>> Begin Entries provided

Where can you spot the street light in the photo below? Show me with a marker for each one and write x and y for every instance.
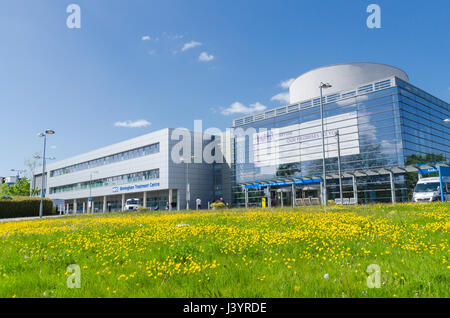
(323, 86)
(188, 186)
(44, 134)
(339, 165)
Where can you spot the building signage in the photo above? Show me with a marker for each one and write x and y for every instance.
(135, 187)
(303, 142)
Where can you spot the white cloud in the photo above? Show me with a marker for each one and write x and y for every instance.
(133, 124)
(190, 45)
(239, 108)
(205, 57)
(285, 84)
(282, 97)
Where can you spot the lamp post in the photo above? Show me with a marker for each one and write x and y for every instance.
(188, 186)
(325, 199)
(90, 203)
(339, 165)
(44, 135)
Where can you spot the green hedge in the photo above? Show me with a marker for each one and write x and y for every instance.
(23, 207)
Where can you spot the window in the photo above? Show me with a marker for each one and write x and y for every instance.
(131, 154)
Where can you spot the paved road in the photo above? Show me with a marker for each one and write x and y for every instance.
(30, 218)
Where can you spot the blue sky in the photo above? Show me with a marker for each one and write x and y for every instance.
(126, 63)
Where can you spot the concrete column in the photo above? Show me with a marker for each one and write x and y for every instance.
(144, 203)
(355, 189)
(104, 203)
(293, 195)
(391, 177)
(246, 197)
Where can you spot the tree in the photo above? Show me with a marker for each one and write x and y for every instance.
(21, 188)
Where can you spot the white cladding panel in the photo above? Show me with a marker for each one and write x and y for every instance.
(341, 77)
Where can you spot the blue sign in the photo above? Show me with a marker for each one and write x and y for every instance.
(135, 187)
(282, 183)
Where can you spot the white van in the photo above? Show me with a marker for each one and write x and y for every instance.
(131, 204)
(429, 190)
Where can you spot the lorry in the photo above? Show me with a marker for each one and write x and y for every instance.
(429, 190)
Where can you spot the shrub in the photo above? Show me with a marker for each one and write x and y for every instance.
(23, 207)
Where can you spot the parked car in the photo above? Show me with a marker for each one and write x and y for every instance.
(131, 204)
(429, 190)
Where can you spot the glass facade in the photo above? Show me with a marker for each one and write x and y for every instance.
(112, 181)
(126, 155)
(381, 129)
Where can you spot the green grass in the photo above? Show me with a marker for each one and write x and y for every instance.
(236, 253)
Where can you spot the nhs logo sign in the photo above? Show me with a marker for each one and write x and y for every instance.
(135, 187)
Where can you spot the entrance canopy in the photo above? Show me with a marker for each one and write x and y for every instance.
(282, 183)
(317, 178)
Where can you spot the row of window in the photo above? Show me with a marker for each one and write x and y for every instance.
(126, 155)
(111, 181)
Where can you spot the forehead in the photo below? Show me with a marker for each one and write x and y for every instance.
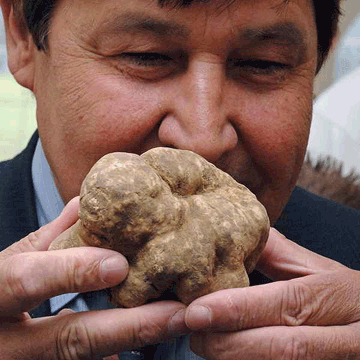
(180, 19)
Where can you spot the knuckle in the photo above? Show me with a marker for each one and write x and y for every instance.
(21, 286)
(297, 306)
(82, 273)
(217, 346)
(145, 331)
(73, 341)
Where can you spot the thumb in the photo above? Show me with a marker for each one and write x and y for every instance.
(41, 239)
(282, 259)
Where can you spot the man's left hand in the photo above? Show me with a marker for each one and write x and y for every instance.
(312, 311)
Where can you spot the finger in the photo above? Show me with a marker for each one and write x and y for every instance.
(41, 239)
(95, 335)
(323, 299)
(290, 343)
(283, 259)
(30, 278)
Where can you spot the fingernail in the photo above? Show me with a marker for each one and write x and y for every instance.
(198, 317)
(177, 324)
(114, 269)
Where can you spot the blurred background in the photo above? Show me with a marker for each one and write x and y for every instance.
(17, 105)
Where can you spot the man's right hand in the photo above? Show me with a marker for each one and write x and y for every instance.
(29, 275)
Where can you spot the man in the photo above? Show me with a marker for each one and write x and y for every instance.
(230, 80)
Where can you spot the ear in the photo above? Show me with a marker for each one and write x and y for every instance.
(20, 46)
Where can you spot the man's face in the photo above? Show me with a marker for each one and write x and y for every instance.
(232, 83)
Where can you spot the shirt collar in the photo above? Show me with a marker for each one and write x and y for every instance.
(48, 207)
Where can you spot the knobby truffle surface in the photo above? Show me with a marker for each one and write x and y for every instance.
(182, 223)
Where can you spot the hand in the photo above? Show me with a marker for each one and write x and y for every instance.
(316, 315)
(29, 275)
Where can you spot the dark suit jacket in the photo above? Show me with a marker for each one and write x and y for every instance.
(320, 225)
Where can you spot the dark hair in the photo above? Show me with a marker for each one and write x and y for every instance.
(36, 15)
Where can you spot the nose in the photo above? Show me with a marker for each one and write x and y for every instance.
(197, 118)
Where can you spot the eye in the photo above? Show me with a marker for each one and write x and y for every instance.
(258, 67)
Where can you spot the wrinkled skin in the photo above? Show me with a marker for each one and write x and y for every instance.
(96, 94)
(182, 224)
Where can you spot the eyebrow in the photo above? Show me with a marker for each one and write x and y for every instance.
(139, 23)
(285, 33)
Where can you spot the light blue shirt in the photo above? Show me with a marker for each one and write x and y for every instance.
(49, 206)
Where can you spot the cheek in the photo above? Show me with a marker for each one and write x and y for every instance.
(276, 134)
(107, 115)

>> End Entries provided

- _Written request_: Copy out all the records above, swapping each "marker" for "pin" and keeping everything else the same. Leave the pictures out.

- _Result_:
Where can you spot the street light in the photo below? Show me with a pin for each one and write x and y for every instance.
(323, 86)
(188, 186)
(44, 134)
(339, 165)
Where can you spot the building signage in the photo above? Show me with a pin for each one and write x and y for every instance.
(135, 187)
(303, 142)
Where can you spot the white cloud in the photo above? Show me with a pin for each one and write x and y for every instance.
(133, 124)
(190, 45)
(239, 108)
(205, 57)
(285, 84)
(282, 97)
Where can you spot the lamp post in the photo above? Show me with a pin for each one and write x and y for every instance.
(188, 186)
(325, 199)
(90, 203)
(339, 165)
(44, 135)
Where can you spot the green hedge in the photo above? Show me with a pin for each one and write x and y for every instance.
(23, 207)
Where can you spot the window in the photo above? Show me with a pin for each one and write x and y for every instance.
(131, 154)
Where can you spot the paved road in the photo above? Show me with a pin for each one and write x and y for every instance.
(30, 218)
Where can you spot the blue sky in the photo above? Show me with a pin for each one and write x and y for every instance.
(126, 63)
Where can you spot the concrete column in the photo above? Show me with a pin for each one and write x and y for every instance.
(144, 203)
(355, 189)
(104, 203)
(293, 195)
(391, 177)
(246, 197)
Where can you spot the tree in the photo above? Show me with a pin for each one and write x and y for every instance.
(21, 188)
Where can you spot the white cladding panel in the photo above? Show me with a pin for each one and write x and y for every instance.
(341, 77)
Where can you spot the blue sign in the photo above? Show me with a pin for each one and write x and y for every instance.
(135, 187)
(282, 183)
Where can you spot the white van in the photo above? Show me with a pin for each one and write x and y for every instance.
(131, 204)
(429, 190)
Where can you spot the lorry in the photo above? Show me with a pin for each one and write x and y for every instance.
(429, 190)
Where can you spot the shrub in the photo above? Show me with a pin for each one and write x and y for every instance.
(23, 207)
Where can you spot the parked car in the photo above? Show me with a pin for each one and write x and y for every instance.
(131, 204)
(429, 190)
Where can you spot the glass facade in the photo above? Show me with a pin for each one and write x and y for every instance.
(112, 181)
(126, 155)
(381, 129)
Where can you spot the green grass in the photo above? Show me with a pin for each one and write x and y for every instance.
(236, 253)
Where can you spot the nhs logo sign in the photo above? Show me with a pin for each one and write x and y for every instance.
(135, 187)
Where can you spot the entrance canopy in the photo above? Show me with a pin for each one and write x and y for every instance.
(282, 183)
(317, 178)
Where can you spot the row of window in the photo above? Show me with a pin for each one and write x and y for every instance.
(126, 155)
(111, 181)
Where can you spot the forehead in the photo below? Show me with a pin for each one and write x and y for every instance.
(180, 19)
Where can you spot the knuckle in the photo above? Show me with a pin for each one and write x and y for every instance.
(21, 286)
(297, 306)
(82, 273)
(217, 346)
(145, 331)
(73, 341)
Where can you spot the thumb in the photo above? Show me with a pin for each one and write x and y for every instance.
(41, 239)
(282, 259)
Where can you spot the man's left hand in the photo above? Show me with a pin for each one and write x and y for every instance.
(312, 311)
Where can you spot the finger in the photo above? Show me with a pin for each one and write x and y for every instance.
(41, 239)
(95, 335)
(323, 299)
(290, 343)
(283, 259)
(30, 278)
Where can you spot the fingernail in the photo above? Show me with a pin for each one and write x and y for every instance.
(198, 317)
(177, 324)
(114, 269)
Where can you spot the blurred background in the photo above? Show me with a pin for each one and write x and y for every instance.
(17, 105)
Where can you spot the man's right hand in the photo above? Show me with a pin for each one and write x and y for every instance.
(29, 275)
Where can you spot the man in the photo above? Show me with a pin for each one and write x and y for every instance.
(230, 80)
Where can you spot the ear in the photo above? Show me with a pin for each one and write x and y for every instance.
(20, 46)
Where can you spot the man's face in the photo above? Show me with a pin for each one and write x and y for every instance.
(232, 83)
Where can you spot the shirt collar in the photo above? Show me with a pin for each one and write x and y for every instance.
(48, 207)
Where can you spot the knobby truffle surface in the photo above? Show me with a pin for each one and write x and y for every instance.
(182, 223)
Where can you spot the hand in the photo above? Show me with a pin for each one and write x and y for every instance.
(316, 315)
(29, 275)
Where can you spot the dark suit jacket in the photo above? Show me with a pin for each one and write x and y for every instance.
(320, 225)
Where can you spot the dark hair in the photo above? Show me with a pin for each one and write x and y for every instance.
(36, 15)
Where can you spot the nose in the photo above? Show me with a pin for each one and write x and y for every instance.
(197, 118)
Where can you spot the eye in the photo above? Show me with a pin for each one and write x and y for every instance.
(258, 67)
Where can you spot the wrinkled skin in the photo above? Show me with a pin for each one and write x and y for every instance.
(96, 94)
(182, 224)
Where can you spot the eyebrow in the photo above? Show me with a pin for each one and write x and y for every instance.
(139, 23)
(285, 33)
Where can you spot the light blue shirt in the photo above? Show me with a pin for each one and write x and y for every instance.
(49, 206)
Where can you spot the cheek in the photo above? Show me with a pin for each one and write x and y for every instance.
(276, 134)
(107, 115)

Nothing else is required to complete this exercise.